• _Exercise instructions_
Scan the entries for "below". Every line that holds it is to be copied.

◆ ◆ ◆ ◆

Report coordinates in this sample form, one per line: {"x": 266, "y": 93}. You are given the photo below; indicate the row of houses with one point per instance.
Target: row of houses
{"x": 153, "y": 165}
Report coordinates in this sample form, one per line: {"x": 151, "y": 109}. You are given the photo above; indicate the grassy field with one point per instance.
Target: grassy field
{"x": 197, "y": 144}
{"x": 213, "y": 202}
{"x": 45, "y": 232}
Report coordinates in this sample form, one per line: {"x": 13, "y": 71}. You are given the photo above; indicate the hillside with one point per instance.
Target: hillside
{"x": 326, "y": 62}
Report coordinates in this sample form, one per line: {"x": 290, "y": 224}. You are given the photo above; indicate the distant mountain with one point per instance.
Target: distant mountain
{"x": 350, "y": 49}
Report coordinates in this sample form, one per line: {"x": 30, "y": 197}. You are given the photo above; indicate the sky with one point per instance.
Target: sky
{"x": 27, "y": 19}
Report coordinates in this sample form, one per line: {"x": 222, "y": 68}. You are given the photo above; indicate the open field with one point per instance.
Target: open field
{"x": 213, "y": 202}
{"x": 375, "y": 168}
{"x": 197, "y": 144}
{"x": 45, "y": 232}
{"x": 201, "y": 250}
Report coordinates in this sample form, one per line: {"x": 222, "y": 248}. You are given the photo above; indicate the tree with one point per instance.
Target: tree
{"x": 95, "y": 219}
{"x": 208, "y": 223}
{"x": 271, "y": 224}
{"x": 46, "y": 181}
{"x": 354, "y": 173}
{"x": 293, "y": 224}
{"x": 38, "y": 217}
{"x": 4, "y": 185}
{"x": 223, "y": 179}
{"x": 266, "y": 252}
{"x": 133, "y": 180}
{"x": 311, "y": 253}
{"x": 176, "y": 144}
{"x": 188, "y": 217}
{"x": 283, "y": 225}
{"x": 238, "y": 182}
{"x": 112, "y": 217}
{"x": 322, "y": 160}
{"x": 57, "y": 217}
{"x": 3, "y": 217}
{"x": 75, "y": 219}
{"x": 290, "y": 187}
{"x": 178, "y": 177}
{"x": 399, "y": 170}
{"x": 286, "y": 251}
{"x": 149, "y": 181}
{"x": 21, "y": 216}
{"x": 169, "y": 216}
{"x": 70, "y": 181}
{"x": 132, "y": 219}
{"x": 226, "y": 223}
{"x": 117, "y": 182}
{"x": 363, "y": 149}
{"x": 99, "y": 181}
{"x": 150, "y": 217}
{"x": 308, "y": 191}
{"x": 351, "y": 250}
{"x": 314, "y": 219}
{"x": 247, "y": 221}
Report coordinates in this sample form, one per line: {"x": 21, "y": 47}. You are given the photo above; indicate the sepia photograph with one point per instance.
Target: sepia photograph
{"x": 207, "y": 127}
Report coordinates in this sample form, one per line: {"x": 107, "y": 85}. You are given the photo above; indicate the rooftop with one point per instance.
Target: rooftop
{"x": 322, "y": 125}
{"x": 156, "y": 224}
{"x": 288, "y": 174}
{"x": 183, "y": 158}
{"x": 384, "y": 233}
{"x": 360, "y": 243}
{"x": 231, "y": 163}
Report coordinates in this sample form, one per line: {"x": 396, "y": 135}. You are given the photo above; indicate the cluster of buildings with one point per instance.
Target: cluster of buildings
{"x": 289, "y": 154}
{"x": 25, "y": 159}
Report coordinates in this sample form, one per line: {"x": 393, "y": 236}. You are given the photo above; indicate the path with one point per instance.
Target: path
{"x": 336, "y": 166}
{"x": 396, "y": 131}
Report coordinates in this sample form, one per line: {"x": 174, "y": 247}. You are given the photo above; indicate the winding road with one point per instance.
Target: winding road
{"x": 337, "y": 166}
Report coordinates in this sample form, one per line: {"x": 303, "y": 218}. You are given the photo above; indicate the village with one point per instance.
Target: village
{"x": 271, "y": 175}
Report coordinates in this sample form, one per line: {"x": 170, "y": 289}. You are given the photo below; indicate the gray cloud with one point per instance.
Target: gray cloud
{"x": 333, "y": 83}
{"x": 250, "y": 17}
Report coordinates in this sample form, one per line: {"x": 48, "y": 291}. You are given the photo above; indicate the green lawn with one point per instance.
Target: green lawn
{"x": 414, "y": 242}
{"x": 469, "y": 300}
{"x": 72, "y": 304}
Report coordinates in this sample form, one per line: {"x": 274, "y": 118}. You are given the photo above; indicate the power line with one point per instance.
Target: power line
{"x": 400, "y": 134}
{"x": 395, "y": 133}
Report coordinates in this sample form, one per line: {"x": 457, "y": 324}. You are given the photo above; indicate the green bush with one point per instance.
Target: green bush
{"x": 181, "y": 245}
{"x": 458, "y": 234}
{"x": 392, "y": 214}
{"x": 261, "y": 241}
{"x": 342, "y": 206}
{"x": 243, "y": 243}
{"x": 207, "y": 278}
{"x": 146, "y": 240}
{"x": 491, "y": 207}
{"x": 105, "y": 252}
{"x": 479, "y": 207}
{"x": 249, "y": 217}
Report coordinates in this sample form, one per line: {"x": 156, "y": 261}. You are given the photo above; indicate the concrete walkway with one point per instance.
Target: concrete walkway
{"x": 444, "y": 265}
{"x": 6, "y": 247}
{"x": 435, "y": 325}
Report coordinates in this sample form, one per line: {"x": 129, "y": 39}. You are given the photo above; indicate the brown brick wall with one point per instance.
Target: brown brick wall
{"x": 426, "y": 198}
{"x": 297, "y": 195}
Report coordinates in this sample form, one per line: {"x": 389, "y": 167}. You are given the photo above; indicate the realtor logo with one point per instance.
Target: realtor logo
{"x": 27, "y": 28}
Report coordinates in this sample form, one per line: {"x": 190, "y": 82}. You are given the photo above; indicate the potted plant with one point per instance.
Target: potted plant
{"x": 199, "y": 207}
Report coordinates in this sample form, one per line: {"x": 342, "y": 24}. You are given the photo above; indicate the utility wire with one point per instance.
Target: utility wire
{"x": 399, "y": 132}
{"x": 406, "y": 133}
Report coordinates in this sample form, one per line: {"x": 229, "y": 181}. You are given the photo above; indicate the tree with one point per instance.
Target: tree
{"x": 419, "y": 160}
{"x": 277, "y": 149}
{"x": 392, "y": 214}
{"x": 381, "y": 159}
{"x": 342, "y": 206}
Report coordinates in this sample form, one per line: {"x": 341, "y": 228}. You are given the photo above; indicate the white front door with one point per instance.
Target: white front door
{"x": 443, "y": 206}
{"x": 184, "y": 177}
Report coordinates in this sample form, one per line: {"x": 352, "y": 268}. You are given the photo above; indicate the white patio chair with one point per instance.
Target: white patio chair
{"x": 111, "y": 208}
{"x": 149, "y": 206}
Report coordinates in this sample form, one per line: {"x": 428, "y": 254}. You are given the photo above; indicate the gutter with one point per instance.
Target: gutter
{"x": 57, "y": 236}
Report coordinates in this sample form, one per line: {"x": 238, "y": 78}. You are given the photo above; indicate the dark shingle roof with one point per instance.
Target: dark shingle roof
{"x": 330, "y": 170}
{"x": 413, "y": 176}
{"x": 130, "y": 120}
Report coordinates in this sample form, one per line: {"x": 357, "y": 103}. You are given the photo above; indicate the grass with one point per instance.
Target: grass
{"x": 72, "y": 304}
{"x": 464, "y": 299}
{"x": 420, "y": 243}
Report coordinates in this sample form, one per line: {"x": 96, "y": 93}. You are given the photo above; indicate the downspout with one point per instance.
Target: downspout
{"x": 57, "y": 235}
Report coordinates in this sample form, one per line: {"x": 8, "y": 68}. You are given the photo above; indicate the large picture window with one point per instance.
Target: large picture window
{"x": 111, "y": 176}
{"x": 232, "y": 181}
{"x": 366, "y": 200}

◆ ◆ ◆ ◆

• _Worked solution_
Report coordinates in this sample form, one per line: {"x": 266, "y": 93}. You are given the photo below; indicate the row of houses with one point per instance.
Report coordinates in this sample form, one per line: {"x": 170, "y": 289}. You are given the photo below; indicate the gray cloud with one point per instance.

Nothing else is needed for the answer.